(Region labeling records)
┌────────
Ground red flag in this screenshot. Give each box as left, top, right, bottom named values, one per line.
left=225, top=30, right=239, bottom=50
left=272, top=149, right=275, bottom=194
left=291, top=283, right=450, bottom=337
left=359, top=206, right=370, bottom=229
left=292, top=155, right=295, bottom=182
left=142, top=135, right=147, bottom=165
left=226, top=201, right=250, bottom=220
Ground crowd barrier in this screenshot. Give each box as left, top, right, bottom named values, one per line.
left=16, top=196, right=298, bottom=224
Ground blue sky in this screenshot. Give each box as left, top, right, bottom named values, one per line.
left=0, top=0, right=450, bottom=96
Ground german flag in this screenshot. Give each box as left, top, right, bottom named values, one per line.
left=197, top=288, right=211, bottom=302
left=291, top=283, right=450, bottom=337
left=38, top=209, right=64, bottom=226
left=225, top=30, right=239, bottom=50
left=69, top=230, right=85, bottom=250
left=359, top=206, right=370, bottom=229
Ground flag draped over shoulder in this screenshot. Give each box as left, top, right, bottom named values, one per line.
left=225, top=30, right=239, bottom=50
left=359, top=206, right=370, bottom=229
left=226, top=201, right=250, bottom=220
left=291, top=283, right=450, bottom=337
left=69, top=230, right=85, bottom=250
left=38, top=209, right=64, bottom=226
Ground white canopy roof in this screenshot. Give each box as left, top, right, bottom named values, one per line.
└────────
┌────────
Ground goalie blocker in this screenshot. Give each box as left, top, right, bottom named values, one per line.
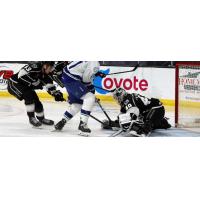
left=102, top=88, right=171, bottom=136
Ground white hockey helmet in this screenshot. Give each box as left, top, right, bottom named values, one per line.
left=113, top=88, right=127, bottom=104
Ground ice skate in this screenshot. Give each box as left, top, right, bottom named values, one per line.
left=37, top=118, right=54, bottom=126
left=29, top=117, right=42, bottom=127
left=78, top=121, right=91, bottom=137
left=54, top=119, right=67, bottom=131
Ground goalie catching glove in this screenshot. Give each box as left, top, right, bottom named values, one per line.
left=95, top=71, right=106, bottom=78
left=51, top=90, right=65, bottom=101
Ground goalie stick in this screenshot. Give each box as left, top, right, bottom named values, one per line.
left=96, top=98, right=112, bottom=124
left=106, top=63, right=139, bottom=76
└────────
TASK DETAILS: Rewrite the lines starting at the one containing "Ground white hockey" and ending at the one containing "left=106, top=63, right=139, bottom=76", with "goalie" changed to "goaltender" and nothing else altered.

RIGHT ANSWER:
Ground white hockey helmet in this screenshot. Give each box as left, top, right, bottom named values, one per line.
left=113, top=88, right=127, bottom=104
Ground ice skate in this screenshot. Give each box as left, top, right, bottom named values, one per line.
left=37, top=118, right=54, bottom=126
left=29, top=117, right=42, bottom=127
left=78, top=121, right=91, bottom=137
left=54, top=119, right=67, bottom=131
Ground goaltender catching glove in this screenshot. Give each box as left, top, right, bottom named values, one per line.
left=95, top=71, right=106, bottom=78
left=51, top=90, right=65, bottom=101
Ground goaltender stick in this screenshot. Give each box as left, top, right, bottom named values, one per line.
left=96, top=98, right=112, bottom=124
left=106, top=63, right=139, bottom=76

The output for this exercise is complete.